**INSTRUCTIONS FOR THE TASK**. Which lines in the records below contain the string "query", with case counting? List every such line in full.
_ _ _ _ _ _ _
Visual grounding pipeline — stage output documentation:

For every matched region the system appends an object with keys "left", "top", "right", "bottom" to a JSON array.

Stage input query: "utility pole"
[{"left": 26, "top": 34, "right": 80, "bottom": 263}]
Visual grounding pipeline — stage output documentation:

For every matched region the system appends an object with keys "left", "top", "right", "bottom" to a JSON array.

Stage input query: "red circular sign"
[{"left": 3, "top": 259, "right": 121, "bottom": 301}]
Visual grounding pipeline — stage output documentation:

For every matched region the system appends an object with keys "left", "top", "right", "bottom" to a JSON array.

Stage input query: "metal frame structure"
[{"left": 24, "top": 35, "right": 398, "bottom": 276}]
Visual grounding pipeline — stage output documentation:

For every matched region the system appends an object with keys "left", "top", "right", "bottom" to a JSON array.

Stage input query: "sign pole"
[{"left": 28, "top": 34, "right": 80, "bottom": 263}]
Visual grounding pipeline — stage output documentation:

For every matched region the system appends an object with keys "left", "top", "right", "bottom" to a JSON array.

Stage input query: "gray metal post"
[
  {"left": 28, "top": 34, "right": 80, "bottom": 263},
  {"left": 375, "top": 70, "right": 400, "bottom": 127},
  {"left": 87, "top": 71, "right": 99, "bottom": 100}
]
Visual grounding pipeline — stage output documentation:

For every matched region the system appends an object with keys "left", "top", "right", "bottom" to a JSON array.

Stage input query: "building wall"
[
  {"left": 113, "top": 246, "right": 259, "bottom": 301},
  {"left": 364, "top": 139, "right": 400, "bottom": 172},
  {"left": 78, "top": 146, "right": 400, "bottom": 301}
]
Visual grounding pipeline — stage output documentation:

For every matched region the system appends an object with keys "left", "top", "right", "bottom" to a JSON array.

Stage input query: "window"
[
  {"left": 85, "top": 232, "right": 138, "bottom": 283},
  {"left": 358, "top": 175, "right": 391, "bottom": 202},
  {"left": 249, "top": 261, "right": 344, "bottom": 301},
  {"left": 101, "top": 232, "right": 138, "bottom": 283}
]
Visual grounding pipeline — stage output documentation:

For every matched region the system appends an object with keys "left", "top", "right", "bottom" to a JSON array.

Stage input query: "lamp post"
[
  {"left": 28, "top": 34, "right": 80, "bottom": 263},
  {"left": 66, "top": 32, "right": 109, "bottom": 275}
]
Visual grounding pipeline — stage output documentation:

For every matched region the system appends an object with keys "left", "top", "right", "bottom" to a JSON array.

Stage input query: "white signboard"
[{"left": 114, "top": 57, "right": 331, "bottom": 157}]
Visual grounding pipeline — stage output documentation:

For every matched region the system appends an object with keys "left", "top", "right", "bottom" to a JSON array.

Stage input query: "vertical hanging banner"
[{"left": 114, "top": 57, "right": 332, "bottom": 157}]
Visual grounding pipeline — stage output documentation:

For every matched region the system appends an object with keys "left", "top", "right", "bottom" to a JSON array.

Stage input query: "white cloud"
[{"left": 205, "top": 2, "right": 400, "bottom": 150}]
_ _ _ _ _ _ _
**FULL OUTPUT**.
Stage input query: "utility pole"
Stage input query: "red circular sign"
Stage input query: "metal frame structure"
Stage input query: "sign pole"
Stage input query: "gray metal post"
Stage input query: "building wall"
Stage input query: "window"
Stage input query: "lamp post"
Stage input query: "white signboard"
Stage input query: "vertical hanging banner"
Stage input query: "white cloud"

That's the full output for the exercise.